Texte de la page>
Alecks, un Français à la tête de Paper Rex : « C’était spécial de jouer les Champions chez moi »

alecks - Paper Rex (Photo by Colin Young-Wolff/Riot Games)

Après son élimination face à DRX aux Champions, Paper Rex termine la saison 2025 dans le top 4 mondial. Son coach Alexandre « alecks » Sallé revient sur ce parcours, entre satisfaction et frustrations, et trace les ambitions de l’équipe pour 2026.

Tout d’abord, peux-tu nous parler de ce match face à DRX ? Qu’est-ce qui n’a pas fonctionné ?

« On avait pourtant très bien démarré la rencontre, mais je pense que les joueurs ont été rattrapés par la nervosité. Dans ce tournoi, il y a eu trop de manches où nous nous sommes fait remonter. Alors quand DRX a commencé à enchaîner, la pression s’est installée, certains joueurs l’ont ressentie plus que d’autres. On avait pourtant les cartes en main, mais il y a eu de la précipitation, des erreurs de communication et des choix trop rapides. C’est clairement un problème de gestion des nerfs. C’est un axe de travail pour l’intersaison, mais il faut aussi rappeler qu’une saison d’esport est faite de hauts et de bas. Nous sommes actuellement dans un moment plus difficile, et malgré cela, finir top 4 reste une performance honorable. »

Vous perdez la première carte en prolongation après un bon départ. Était-ce le tournant du match ?

« Le vrai tournant, pour moi, se joue sur Lotus. Sur l’attaque, les joueurs ont complètement oublié le plan de jeu que nous avions préparé, et c’était décevant. En défense, nous menions 5-3, mais nous avons offert quatre rounds consécutifs à DRX par manque de discipline. C’était très évitable : nous avions les outils pour conclure la map, mais les joueurs se sont précipités. On sentait que la confiance n’était plus là. C’est dans ces moments-là que l’expérience fait la différence, et cette fois, DRX a été plus solide que nous. »

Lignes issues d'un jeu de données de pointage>
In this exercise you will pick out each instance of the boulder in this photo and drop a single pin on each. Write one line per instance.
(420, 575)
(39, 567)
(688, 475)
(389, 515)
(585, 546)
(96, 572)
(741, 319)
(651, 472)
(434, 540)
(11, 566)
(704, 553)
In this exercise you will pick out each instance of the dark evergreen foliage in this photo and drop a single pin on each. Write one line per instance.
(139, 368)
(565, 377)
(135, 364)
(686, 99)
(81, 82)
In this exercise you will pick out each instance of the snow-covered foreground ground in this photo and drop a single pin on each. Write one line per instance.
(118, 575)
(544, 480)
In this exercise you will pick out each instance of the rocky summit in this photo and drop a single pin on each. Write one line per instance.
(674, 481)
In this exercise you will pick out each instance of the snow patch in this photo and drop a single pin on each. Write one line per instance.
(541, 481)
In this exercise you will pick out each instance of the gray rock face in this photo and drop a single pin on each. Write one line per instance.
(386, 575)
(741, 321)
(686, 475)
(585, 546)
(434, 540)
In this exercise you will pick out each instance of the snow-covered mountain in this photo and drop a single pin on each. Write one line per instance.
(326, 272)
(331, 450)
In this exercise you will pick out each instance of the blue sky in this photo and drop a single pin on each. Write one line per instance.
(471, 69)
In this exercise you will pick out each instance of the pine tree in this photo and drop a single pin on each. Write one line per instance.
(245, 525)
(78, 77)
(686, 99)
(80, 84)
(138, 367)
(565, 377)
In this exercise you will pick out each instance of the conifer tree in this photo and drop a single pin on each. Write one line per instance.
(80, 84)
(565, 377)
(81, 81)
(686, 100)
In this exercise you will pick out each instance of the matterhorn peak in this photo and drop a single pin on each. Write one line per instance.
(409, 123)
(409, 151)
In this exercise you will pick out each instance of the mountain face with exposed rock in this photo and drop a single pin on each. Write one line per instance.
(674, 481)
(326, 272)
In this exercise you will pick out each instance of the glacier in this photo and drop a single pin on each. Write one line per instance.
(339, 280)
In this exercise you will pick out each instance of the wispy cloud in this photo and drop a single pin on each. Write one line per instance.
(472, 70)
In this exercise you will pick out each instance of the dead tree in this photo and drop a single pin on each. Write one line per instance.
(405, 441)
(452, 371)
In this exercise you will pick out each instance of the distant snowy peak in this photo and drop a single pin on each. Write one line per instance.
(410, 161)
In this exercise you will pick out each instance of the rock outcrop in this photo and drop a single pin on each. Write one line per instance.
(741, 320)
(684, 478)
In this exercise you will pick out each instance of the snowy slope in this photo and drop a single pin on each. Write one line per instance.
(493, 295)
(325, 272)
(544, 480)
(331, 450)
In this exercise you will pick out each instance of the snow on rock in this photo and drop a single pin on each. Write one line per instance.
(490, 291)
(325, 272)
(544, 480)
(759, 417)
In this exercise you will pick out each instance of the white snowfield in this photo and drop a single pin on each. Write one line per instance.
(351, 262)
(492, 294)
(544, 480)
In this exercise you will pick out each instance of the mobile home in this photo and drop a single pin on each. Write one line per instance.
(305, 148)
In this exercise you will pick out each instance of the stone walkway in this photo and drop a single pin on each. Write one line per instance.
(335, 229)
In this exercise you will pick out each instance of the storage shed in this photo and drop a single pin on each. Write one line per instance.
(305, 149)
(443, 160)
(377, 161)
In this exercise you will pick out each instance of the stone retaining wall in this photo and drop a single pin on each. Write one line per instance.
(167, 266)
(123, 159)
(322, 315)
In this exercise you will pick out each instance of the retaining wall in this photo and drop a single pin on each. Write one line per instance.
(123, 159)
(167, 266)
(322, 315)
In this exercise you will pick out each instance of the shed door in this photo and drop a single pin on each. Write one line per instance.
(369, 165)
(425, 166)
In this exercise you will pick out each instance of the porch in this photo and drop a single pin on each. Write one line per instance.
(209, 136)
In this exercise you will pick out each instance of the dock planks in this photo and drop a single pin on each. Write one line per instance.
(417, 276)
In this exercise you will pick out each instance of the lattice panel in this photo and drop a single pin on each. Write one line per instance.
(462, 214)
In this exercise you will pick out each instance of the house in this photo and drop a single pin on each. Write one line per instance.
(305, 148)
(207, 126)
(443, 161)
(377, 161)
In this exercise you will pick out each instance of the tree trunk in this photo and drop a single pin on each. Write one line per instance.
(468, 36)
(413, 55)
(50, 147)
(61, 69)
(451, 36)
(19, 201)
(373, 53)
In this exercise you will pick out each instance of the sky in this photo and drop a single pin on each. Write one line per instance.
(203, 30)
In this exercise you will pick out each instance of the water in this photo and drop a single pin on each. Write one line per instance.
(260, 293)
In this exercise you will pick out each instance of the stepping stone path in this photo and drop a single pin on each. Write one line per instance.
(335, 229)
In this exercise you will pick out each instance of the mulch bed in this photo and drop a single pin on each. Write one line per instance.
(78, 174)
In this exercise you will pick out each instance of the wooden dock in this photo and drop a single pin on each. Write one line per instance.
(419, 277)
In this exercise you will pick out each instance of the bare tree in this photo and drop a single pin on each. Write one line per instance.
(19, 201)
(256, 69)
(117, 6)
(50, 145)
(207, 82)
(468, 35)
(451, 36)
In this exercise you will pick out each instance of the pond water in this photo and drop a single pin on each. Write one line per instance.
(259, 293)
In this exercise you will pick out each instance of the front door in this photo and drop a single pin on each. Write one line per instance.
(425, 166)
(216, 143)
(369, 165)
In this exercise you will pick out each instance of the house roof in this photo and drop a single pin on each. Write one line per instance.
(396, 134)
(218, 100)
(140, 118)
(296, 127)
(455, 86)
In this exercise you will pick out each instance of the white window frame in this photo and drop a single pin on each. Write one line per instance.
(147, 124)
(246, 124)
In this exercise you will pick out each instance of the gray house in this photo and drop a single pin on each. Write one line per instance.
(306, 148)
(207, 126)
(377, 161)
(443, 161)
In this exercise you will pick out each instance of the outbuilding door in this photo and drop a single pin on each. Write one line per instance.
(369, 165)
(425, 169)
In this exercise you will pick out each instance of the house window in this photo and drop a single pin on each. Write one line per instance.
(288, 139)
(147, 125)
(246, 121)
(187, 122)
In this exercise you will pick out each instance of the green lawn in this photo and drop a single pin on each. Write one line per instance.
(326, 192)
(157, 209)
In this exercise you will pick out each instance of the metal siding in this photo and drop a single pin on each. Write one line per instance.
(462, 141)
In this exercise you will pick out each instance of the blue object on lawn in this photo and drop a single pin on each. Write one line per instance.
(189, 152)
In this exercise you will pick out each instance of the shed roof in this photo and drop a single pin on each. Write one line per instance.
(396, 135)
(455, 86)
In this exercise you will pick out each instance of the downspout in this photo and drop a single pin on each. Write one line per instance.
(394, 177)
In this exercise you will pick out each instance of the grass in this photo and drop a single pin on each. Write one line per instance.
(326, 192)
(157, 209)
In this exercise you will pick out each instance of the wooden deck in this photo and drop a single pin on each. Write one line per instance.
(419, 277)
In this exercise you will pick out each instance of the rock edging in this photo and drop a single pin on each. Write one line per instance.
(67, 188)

Consigne>
Répondez brièvement à ces questions sur l'entretien :
1. Contre quelle équipe Paper Rex a-t-elle été éliminée aux Champions ?
2. À quel rang mondial Paper Rex termine-t-elle la saison 2025 ?
3. Quel était le score en défense sur Lotus avant les quatre rounds consécutifs offerts à l'adversaire ?
Appuyez-vous uniquement sur l'entretien.

Résultat obtenu>
1. DRX
2. Dans le top 4 mondial
3. 5-3